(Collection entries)
· · · · · · ·

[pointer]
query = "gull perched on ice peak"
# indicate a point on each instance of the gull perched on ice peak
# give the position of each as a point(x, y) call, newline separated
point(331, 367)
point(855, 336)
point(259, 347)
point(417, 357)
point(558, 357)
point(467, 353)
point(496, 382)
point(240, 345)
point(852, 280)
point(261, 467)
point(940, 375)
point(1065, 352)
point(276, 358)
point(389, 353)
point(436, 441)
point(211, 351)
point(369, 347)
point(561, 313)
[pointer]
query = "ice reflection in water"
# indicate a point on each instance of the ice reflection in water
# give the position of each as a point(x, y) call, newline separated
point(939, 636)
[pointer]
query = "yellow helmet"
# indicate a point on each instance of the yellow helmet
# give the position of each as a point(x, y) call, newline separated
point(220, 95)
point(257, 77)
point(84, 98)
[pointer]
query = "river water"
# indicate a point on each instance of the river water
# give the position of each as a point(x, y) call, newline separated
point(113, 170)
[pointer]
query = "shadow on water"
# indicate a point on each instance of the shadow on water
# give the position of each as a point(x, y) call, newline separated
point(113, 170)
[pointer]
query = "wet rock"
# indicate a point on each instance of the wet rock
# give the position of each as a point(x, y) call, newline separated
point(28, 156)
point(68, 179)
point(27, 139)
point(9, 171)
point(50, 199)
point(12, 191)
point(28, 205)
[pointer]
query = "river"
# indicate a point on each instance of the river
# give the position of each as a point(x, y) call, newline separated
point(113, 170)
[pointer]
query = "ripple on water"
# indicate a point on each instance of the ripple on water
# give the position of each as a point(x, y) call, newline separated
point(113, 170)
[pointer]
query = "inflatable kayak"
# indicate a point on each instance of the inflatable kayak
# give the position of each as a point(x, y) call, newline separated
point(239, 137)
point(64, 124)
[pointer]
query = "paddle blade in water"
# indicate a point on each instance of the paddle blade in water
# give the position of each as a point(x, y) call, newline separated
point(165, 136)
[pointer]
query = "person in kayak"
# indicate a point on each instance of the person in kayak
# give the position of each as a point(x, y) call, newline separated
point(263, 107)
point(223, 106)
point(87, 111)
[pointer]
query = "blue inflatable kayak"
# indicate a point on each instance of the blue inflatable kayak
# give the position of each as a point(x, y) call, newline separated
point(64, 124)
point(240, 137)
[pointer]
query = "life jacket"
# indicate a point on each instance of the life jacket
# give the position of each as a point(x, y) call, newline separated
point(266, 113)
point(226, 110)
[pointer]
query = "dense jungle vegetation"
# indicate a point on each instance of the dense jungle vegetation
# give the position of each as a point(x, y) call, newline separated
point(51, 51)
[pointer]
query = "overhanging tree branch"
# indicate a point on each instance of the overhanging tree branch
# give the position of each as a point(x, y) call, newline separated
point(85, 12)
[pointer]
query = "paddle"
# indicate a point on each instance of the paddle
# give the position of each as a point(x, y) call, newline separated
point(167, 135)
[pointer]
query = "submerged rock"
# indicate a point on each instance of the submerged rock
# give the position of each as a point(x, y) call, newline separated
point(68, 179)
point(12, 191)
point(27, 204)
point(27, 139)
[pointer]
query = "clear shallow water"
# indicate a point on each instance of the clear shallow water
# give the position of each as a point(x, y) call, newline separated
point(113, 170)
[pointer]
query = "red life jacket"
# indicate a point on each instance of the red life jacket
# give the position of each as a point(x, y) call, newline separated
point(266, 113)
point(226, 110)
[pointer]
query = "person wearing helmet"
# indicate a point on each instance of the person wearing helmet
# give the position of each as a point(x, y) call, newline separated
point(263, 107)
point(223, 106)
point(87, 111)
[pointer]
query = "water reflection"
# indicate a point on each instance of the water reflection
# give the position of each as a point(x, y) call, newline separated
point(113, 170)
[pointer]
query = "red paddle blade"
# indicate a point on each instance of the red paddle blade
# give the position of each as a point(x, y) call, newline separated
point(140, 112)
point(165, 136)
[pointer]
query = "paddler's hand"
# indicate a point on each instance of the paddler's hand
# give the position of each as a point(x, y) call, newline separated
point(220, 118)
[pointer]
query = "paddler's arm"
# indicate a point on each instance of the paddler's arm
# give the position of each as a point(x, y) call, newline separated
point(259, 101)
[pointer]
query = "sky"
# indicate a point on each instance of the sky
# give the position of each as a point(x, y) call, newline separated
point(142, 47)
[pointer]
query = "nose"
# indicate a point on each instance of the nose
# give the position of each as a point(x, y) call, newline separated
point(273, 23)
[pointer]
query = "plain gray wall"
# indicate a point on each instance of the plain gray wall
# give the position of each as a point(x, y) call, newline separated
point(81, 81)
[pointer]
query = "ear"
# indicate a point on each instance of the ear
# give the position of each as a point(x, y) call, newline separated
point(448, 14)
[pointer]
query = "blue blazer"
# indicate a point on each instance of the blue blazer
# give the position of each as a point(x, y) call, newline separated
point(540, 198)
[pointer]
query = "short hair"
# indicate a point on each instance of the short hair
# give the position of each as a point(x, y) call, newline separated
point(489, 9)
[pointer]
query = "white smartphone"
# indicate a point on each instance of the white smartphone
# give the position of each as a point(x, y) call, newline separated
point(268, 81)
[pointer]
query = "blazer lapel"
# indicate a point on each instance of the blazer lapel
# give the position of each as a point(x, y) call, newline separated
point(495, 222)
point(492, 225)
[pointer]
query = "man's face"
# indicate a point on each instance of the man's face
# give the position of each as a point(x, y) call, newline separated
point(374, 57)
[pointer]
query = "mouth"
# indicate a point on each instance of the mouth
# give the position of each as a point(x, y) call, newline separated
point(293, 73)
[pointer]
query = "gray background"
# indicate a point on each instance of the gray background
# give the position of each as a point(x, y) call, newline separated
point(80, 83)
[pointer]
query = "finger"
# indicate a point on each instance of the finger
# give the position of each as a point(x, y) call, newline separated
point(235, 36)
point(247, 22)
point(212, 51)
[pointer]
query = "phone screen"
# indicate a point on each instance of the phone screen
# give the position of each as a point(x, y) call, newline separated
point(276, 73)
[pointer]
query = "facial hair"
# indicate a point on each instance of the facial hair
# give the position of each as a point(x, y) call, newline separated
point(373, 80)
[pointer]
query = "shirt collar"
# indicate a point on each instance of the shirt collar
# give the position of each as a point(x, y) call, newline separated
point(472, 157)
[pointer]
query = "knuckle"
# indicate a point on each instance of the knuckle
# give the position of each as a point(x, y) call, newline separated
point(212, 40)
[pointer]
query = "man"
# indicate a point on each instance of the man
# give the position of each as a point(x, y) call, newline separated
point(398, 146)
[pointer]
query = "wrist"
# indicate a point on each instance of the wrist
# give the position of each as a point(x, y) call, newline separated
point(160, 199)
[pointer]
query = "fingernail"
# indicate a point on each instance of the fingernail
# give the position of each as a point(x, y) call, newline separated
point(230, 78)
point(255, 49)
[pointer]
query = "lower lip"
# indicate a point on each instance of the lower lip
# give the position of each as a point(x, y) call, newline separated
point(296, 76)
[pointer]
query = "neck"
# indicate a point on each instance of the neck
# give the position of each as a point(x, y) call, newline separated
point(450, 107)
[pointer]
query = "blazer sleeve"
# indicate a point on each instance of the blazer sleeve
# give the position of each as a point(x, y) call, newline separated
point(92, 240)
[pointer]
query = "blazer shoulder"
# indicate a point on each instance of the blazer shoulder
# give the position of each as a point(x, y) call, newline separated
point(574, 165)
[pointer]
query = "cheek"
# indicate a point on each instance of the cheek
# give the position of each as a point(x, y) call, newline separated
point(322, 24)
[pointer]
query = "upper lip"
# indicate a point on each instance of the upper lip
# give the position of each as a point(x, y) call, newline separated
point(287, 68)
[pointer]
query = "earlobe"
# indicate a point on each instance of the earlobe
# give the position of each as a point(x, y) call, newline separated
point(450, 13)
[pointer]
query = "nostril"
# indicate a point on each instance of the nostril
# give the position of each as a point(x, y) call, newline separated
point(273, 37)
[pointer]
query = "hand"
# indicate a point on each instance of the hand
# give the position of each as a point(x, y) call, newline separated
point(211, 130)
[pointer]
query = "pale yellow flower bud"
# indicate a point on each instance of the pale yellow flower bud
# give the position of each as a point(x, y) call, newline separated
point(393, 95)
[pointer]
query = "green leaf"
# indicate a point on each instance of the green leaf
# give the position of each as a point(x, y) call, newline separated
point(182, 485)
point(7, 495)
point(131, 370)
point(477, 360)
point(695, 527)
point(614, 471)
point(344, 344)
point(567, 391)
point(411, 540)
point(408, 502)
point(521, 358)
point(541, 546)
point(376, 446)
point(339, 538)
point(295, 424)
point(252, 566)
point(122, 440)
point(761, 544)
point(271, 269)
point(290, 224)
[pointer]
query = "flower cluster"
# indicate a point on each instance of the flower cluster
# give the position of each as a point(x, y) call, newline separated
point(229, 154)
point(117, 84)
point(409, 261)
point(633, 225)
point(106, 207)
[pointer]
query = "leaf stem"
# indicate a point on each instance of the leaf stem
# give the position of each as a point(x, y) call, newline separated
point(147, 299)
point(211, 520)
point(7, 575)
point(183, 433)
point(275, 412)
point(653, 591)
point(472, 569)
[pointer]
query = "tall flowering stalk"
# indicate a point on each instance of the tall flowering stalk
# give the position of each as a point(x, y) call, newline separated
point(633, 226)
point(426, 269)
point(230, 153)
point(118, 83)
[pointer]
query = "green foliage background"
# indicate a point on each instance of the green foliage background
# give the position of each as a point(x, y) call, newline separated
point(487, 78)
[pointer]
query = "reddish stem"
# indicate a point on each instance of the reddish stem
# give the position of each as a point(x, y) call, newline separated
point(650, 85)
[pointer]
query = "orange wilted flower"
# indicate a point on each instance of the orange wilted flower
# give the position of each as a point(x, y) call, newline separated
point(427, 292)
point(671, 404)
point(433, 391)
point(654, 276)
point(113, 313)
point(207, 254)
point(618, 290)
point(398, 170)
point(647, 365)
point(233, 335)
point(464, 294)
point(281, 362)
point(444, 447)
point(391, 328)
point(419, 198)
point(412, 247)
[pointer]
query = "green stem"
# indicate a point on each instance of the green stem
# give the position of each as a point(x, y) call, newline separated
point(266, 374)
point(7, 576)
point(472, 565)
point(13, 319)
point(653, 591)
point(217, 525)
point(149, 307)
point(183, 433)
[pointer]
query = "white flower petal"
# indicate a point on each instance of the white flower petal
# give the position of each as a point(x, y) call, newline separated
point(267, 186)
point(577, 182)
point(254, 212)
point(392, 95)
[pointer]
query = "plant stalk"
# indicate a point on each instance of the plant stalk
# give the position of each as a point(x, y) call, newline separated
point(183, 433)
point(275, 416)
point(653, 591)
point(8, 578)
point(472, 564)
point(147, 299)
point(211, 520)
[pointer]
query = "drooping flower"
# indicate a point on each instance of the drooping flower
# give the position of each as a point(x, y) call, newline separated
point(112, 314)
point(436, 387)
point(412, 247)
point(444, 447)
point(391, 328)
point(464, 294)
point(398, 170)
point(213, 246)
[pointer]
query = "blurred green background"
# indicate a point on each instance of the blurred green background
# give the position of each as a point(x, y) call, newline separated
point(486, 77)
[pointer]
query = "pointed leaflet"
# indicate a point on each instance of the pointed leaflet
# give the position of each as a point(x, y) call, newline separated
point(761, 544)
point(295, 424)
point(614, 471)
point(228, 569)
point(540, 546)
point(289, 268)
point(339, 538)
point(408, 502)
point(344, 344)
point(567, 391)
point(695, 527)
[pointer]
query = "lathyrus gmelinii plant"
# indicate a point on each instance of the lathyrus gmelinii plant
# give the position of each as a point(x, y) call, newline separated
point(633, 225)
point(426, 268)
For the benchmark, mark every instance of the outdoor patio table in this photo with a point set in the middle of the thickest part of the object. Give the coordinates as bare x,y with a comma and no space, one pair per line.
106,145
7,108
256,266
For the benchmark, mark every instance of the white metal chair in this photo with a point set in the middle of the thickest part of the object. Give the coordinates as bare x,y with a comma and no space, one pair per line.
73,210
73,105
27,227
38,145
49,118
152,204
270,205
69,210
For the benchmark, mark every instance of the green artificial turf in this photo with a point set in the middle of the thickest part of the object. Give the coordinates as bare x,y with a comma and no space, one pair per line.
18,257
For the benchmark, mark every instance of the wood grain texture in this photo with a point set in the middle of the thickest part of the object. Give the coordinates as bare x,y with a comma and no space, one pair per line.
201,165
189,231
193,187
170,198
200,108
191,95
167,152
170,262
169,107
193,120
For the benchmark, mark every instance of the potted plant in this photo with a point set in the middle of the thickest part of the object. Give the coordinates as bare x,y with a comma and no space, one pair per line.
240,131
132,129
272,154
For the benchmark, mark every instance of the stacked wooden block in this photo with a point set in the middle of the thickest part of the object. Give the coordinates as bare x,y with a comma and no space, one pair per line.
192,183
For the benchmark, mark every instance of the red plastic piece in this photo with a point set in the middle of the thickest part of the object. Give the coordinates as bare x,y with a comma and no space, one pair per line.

· · · · · · ·

Rewrite the stretch of material from its start through the line containing "point(389, 353)", keeping every line and adding -123 to each coordinate in the answers.

[pointer]
query = "gull perched on ice peak"
# indicate a point on each instance of the gull perched on ice peak
# give the position of each as a point(x, y) call, newline separated
point(208, 244)
point(732, 213)
point(136, 224)
point(294, 234)
point(435, 234)
point(344, 230)
point(373, 259)
point(117, 222)
point(729, 157)
point(138, 344)
point(817, 252)
point(942, 229)
point(153, 235)
point(266, 230)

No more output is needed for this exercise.